**PROBLEM REQUIREMENTS**
Write out the data again in full, exactly as it reads.

**SUPPLIED DATA**
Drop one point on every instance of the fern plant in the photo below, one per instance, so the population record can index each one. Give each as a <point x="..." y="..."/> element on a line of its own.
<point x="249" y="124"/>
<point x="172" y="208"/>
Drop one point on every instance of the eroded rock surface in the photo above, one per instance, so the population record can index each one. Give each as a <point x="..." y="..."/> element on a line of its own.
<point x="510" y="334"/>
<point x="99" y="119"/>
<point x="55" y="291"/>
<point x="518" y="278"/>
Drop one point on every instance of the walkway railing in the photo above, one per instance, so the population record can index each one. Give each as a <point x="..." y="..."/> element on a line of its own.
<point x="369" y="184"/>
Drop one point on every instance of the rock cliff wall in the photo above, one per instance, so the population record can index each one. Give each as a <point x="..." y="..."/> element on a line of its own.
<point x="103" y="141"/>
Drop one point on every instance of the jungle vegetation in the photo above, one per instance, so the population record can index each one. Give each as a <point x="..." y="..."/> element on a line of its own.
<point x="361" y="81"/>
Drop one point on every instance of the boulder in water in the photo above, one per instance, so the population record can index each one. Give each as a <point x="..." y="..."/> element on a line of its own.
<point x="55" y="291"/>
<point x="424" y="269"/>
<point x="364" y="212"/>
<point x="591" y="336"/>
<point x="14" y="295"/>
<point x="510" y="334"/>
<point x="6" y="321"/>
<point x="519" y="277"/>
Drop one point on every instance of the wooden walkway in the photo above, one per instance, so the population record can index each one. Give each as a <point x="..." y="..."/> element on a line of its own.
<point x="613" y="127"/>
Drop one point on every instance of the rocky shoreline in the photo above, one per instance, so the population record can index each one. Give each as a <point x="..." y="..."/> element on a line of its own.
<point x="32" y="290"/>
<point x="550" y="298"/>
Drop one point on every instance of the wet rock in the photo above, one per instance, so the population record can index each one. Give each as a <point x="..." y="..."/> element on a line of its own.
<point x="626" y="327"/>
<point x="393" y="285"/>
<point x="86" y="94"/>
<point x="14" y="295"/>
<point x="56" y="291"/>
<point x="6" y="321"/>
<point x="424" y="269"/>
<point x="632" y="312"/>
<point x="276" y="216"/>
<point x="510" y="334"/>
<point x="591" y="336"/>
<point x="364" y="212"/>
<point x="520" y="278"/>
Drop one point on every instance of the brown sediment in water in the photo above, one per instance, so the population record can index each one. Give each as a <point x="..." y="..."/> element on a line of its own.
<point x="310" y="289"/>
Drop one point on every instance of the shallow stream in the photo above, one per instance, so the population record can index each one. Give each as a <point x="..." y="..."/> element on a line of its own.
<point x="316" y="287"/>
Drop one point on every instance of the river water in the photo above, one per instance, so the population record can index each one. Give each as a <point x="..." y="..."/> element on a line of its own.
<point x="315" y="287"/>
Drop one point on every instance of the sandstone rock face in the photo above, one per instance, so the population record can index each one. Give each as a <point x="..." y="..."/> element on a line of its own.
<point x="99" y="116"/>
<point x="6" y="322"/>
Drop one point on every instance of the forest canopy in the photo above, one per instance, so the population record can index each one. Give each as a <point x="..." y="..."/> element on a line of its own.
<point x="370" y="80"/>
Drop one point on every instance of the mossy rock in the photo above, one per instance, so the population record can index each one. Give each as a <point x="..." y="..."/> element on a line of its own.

**EXERCISE OUTPUT**
Drop one point on every instance of the fern plant in the photo below, one per instance, so the population record can index each one. Give each as a <point x="..." y="..."/> element on a line of its own.
<point x="249" y="124"/>
<point x="172" y="208"/>
Drop one point on every instance of the eroded rock surface in the photo above, one per instance, so the population record can index each one. Give each as a <point x="..." y="..."/> element on a line of its own.
<point x="510" y="334"/>
<point x="99" y="119"/>
<point x="55" y="291"/>
<point x="518" y="278"/>
Drop one point on every instance of the walkway railing in the photo above, one per instance, so the population record can index each one. Give each as a <point x="..." y="..."/> element on a line of its own.
<point x="369" y="184"/>
Drop one point on every instance of the rock cliff wall in the photo above, one per instance, so the population record can index each one. Give each as a <point x="..." y="..."/> element on a line of its own.
<point x="103" y="141"/>
Drop one point on every instance of the jungle vegetation in the photo above, one per instance, so the population record can index each one. Give each as a <point x="..." y="..."/> element on a line of its own.
<point x="361" y="81"/>
Drop one point on every instance of the boulder in water in the photo above, one per instance, so the population record can index each one. Give each as a <point x="..." y="..."/> element on a line of its own.
<point x="55" y="291"/>
<point x="424" y="269"/>
<point x="364" y="212"/>
<point x="591" y="336"/>
<point x="14" y="295"/>
<point x="510" y="334"/>
<point x="6" y="321"/>
<point x="519" y="277"/>
Drop one point on every instance of the wooden walkway in the photo above, one per instance, so the population record can index each one. Give each as a <point x="..." y="..."/> element on a line of its own.
<point x="613" y="127"/>
Drop one point on every instance of the rocky shoreline in the photo above, one per instance, so the population record can index each one. Give each as a <point x="..." y="..."/> element on a line of its own.
<point x="32" y="290"/>
<point x="550" y="298"/>
Drop one point on every instance of the wet rock in the photo above, one per instance, so the population record can index each one. Give each as a <point x="..." y="..."/> element on a line of its own.
<point x="626" y="327"/>
<point x="393" y="285"/>
<point x="86" y="94"/>
<point x="14" y="295"/>
<point x="56" y="291"/>
<point x="6" y="321"/>
<point x="424" y="269"/>
<point x="632" y="312"/>
<point x="276" y="216"/>
<point x="510" y="334"/>
<point x="591" y="336"/>
<point x="364" y="212"/>
<point x="520" y="278"/>
Drop one point on every instance of the brown sediment in water in the photo above, one per instance, so the population record can index each one. Give each as a <point x="..." y="..."/> element on a line of its own.
<point x="310" y="289"/>
Drop one point on every instance of the shallow stream in the photo above, one per instance, so the population record can index each one. Give each as a <point x="..." y="..."/> element on a line of its own.
<point x="316" y="287"/>
Drop one point on every instance of the river water in the photo above, one per instance, so the population record can index each one. Give each as a <point x="..." y="..."/> element on a line of its own.
<point x="315" y="287"/>
Drop one point on every instance of the sandstone rock face in the photo above, one per instance, so the population record can index each one. Give each as a <point x="..." y="..."/> element on a line of its own.
<point x="99" y="116"/>
<point x="6" y="322"/>
Drop one point on every instance of the forest canopy in the photo above, one per instance, so the population record can index each one. Give each as a <point x="..." y="..."/> element on a line of its own.
<point x="370" y="80"/>
Drop one point on every instance of the mossy rock in the photo above, one per instance, so the population record can index each one. Give each as a <point x="..." y="..."/> element on a line of its own.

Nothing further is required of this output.